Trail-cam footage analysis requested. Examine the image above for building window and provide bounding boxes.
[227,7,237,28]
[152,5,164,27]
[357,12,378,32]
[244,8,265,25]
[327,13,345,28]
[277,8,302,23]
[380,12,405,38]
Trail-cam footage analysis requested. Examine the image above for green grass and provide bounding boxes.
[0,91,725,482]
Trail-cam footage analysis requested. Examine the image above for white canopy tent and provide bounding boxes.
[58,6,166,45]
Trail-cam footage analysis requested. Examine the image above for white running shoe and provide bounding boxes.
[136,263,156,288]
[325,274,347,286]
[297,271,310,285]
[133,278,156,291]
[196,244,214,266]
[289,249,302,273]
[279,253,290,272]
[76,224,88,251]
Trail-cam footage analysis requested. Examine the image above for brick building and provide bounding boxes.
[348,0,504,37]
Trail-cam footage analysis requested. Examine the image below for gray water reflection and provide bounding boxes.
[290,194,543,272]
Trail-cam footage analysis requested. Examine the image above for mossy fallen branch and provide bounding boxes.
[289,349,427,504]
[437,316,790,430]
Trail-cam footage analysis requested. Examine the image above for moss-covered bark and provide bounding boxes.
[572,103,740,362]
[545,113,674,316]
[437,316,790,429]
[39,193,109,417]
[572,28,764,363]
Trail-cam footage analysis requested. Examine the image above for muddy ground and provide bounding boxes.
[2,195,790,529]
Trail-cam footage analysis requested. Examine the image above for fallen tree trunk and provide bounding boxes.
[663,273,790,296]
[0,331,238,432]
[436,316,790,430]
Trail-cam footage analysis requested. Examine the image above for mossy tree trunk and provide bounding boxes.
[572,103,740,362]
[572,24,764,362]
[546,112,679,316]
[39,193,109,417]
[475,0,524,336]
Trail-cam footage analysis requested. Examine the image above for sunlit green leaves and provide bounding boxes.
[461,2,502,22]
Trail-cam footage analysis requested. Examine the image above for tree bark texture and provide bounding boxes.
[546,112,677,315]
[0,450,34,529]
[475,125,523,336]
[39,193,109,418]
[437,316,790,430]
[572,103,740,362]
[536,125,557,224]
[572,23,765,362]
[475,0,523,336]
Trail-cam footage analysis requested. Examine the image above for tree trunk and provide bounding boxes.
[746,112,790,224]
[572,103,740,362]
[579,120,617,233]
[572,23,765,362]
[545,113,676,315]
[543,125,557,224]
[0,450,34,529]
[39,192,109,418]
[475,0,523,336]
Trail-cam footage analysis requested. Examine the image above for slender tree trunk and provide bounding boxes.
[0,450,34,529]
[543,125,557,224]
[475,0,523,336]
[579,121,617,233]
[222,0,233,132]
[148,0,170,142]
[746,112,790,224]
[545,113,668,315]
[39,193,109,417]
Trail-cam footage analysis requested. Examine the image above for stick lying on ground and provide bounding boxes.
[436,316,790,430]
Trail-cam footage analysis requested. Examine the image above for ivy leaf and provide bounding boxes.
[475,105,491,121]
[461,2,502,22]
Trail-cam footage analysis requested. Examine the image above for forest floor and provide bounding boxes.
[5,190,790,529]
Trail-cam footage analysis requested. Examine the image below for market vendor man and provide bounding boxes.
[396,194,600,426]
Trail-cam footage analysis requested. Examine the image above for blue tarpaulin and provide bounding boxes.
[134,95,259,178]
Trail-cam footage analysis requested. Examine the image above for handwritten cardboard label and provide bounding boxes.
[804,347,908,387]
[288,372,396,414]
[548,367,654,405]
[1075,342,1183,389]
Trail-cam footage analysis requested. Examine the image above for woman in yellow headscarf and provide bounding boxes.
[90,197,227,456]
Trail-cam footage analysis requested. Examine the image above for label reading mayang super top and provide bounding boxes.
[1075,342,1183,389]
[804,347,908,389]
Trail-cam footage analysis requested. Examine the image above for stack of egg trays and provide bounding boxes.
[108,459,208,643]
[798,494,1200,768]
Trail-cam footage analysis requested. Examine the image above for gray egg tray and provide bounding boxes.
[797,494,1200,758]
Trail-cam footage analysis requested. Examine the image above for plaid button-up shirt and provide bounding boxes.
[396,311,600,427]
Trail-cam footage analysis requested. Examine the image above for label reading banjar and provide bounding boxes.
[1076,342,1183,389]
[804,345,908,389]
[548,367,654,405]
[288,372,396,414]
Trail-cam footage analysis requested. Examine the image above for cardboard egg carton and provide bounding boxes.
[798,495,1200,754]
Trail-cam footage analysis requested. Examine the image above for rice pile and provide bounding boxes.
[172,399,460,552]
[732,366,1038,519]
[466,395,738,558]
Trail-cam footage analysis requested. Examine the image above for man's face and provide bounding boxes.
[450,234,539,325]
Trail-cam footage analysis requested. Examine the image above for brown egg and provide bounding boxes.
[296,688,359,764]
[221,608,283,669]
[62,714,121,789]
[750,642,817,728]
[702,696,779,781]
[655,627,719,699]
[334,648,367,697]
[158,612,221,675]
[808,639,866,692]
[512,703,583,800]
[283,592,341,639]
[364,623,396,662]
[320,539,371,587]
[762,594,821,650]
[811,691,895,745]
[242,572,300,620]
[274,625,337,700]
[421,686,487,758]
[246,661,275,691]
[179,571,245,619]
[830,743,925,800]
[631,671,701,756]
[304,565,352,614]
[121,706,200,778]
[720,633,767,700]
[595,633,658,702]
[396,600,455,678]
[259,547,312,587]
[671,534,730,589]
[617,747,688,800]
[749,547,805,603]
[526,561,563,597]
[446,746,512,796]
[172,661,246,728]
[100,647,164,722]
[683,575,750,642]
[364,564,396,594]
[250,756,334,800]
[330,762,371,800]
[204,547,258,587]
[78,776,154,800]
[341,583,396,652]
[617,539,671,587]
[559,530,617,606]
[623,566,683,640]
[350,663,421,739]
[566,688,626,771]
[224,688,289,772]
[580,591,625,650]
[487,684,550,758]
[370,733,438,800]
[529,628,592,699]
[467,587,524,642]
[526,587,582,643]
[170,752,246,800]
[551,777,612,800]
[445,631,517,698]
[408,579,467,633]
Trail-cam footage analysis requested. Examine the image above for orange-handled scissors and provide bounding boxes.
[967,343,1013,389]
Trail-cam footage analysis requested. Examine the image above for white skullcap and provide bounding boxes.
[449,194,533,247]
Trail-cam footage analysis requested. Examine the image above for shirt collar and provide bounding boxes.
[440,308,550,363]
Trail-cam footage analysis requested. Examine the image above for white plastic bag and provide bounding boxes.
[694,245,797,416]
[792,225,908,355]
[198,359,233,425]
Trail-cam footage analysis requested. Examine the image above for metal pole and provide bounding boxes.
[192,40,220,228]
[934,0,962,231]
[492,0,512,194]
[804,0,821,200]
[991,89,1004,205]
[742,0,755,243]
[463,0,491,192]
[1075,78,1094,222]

=-=-=

> **Challenge**
Copy out every line above word for word, keeping each one unchanged.

> **Task result**
Trail-cam footage analysis requested. Examine the image above for building window and provide bounding boxes.
[227,7,237,28]
[152,5,164,27]
[357,12,378,32]
[244,8,265,25]
[327,13,345,28]
[277,8,302,23]
[380,12,405,38]
Trail-cam footage analysis requested. Examine the image above for green grass and provide bounding boxes.
[0,91,725,482]
Trail-cam footage analysis requested. Examine the image above for white canopy tent and provide bounding boxes.
[58,6,166,45]
Trail-cam footage analysis requested. Examine the image above for white running shoe and provide bounding boxes.
[136,263,156,288]
[325,274,347,286]
[297,271,310,285]
[133,278,156,291]
[196,244,214,266]
[289,249,302,273]
[279,253,290,272]
[76,224,88,251]
Trail-cam footage analysis requested. Examine the image above for brick building and provide bounding boxes.
[348,0,504,37]
Trail-cam footage analysis requested. Examine the image below for gray water reflection and provide bounding boxes.
[290,194,543,272]
Trail-cam footage analysis requested. Examine the image above for mossy fallen branch and provide bounding boxes.
[289,349,427,504]
[437,316,790,430]
Trail-cam footage analysis requested. Examine the image above for moss-covered bark and provide bounding boxes.
[572,103,740,362]
[545,113,674,316]
[437,316,790,429]
[39,193,109,417]
[572,28,764,363]
Trail-cam footage analysis requested. Examine the image above for muddy ground and provide bounding boxes.
[2,195,790,529]
Trail-cam footage analysis requested. Examine the image above for fallen tree trunk and provide bounding boxes.
[663,273,790,296]
[0,331,238,432]
[436,316,790,430]
Trail-cam footage analysis requested. Examine the image above for mossy tree trunk and provide bounding boxes.
[572,103,740,362]
[572,24,764,362]
[546,112,679,316]
[39,193,109,417]
[475,0,524,336]
Trail-cam footage analysis requested. Examine the image above for sunlit green leaves and provide bounding boxes.
[461,2,502,22]
Trail-cam footage analysis requested. Examine the image above for tree bark texture and provide bounding boxes.
[546,112,677,315]
[0,450,34,529]
[475,125,523,336]
[39,193,109,418]
[437,316,790,430]
[572,103,740,362]
[536,125,557,224]
[572,23,765,362]
[475,0,523,336]
Trail-cam footage analysis requested. Examine the image above for tree trunk and provide bounding boxes.
[746,112,790,224]
[572,103,740,362]
[579,120,617,233]
[572,23,765,362]
[545,113,676,315]
[543,125,557,224]
[0,450,34,529]
[39,192,109,418]
[475,0,523,336]
Trail-cam footage analysis requested. Examine the image above for slender tree trunk and provide bounding boxes.
[0,450,34,529]
[543,125,557,224]
[475,0,523,336]
[579,121,617,233]
[222,0,233,132]
[148,0,170,142]
[746,112,790,224]
[545,113,668,315]
[39,193,109,417]
Trail-cam footage analysis requested. Examine the image above for stick lying on ground and provide bounding boxes.
[436,316,790,430]
Trail-cam footage analysis requested. Examine the image above for ivy leaf and provide bounding boxes.
[475,105,491,121]
[461,2,502,22]
Trail-cam footage analysis requested. Examine the image above for forest floor and provide bounding boxes.
[5,190,790,529]
Trail-cam footage analysis requested. Examine the image below for market vendor man and provide bounding boxes.
[396,194,600,426]
Trail-cam footage analysis requested. Examine the image above for blue tarpaulin and provide bounding boxes.
[134,95,259,178]
Trail-cam footage analysis requested. Examine the image above for handwritten cardboard label and provide bounding boxes.
[804,347,908,387]
[288,372,396,414]
[548,367,654,405]
[1075,342,1183,389]
Trail-cam footage analysis requested. Examine the image above for woman in yellow headscarf and provide bounding boxes.
[90,197,227,456]
Trail-cam footage analysis requested. Examine the image above for label reading mayang super top and provide bounding boxes.
[1075,342,1183,389]
[804,347,908,389]
Trail-cam footage analysis requested. Examine the image above for stack of egg trays and provide bounding boxes.
[108,459,208,643]
[798,494,1200,768]
Trail-cam footage analysis requested. Examine the image above for gray egg tray and provide bounding boxes.
[797,494,1200,758]
Trail-cam footage analysis requested. Examine the image above for plaid button-up shirt and provide bounding boxes.
[396,311,600,427]
Trail-cam footage analysis requested. Examine the image above for label reading banjar and provide bounding boxes.
[1076,342,1183,389]
[804,345,908,389]
[548,367,654,405]
[288,372,396,414]
Trail-cam footage analysis requested. Examine the image above for cardboard egg carton and provide bounding boxes.
[798,495,1200,754]
Trail-cam footage analysis requested. Examine the image above for rice pile and provide bounding boxes.
[172,399,460,552]
[732,366,1038,519]
[466,395,738,558]
Trail-cam footage analysis requested. Examine the image above for man's face and provide bounding boxes.
[450,234,539,325]
Trail-cam footage analysis requested. Examine the image above for brown egg and provide bounding boxes.
[296,688,359,764]
[221,608,283,669]
[62,714,121,789]
[750,642,817,728]
[702,696,779,781]
[655,627,719,699]
[334,648,367,697]
[158,612,221,675]
[808,639,866,692]
[512,703,583,800]
[283,592,341,639]
[364,623,396,662]
[320,539,371,587]
[762,594,821,650]
[811,691,895,745]
[242,572,300,620]
[274,625,337,700]
[421,686,487,758]
[246,661,275,691]
[179,571,245,619]
[830,743,925,800]
[631,671,701,756]
[304,565,352,614]
[121,706,200,778]
[720,633,767,700]
[595,633,658,702]
[396,600,455,678]
[259,547,312,587]
[671,534,730,589]
[617,747,688,800]
[749,547,805,603]
[526,561,563,597]
[446,746,512,796]
[172,661,246,728]
[100,647,164,722]
[683,575,750,642]
[364,564,396,594]
[250,756,334,800]
[330,762,371,800]
[204,547,258,587]
[78,776,154,800]
[341,583,396,652]
[617,539,671,587]
[559,530,617,606]
[623,566,683,640]
[350,663,421,739]
[566,688,626,771]
[224,688,289,772]
[580,591,625,650]
[487,684,550,758]
[370,733,438,800]
[529,628,592,699]
[467,587,524,642]
[526,587,582,643]
[170,752,246,800]
[551,777,612,800]
[445,631,517,698]
[408,579,467,633]
Trail-cam footage analysis requested. Examine the image above for orange-handled scissors and provide bounding boxes.
[967,343,1013,389]
Trail-cam footage analysis requested. Examine the image above for white skullcap and provide bounding boxes.
[449,194,533,247]
Trail-cam footage analysis requested. Examine the image above for shirt collar and provide bounding boxes.
[440,308,550,363]
Trail-cam footage analysis requested. Examine the image above for white plastic bag and provide bounding boxes.
[694,245,797,416]
[792,225,908,355]
[198,359,233,425]
Trail-cam footage analysis requested. Examine the image above for metal pole and provide bounding boxes.
[192,40,220,228]
[934,0,962,231]
[492,0,512,194]
[804,0,821,200]
[991,89,1004,205]
[742,0,755,243]
[463,0,491,192]
[1075,78,1094,222]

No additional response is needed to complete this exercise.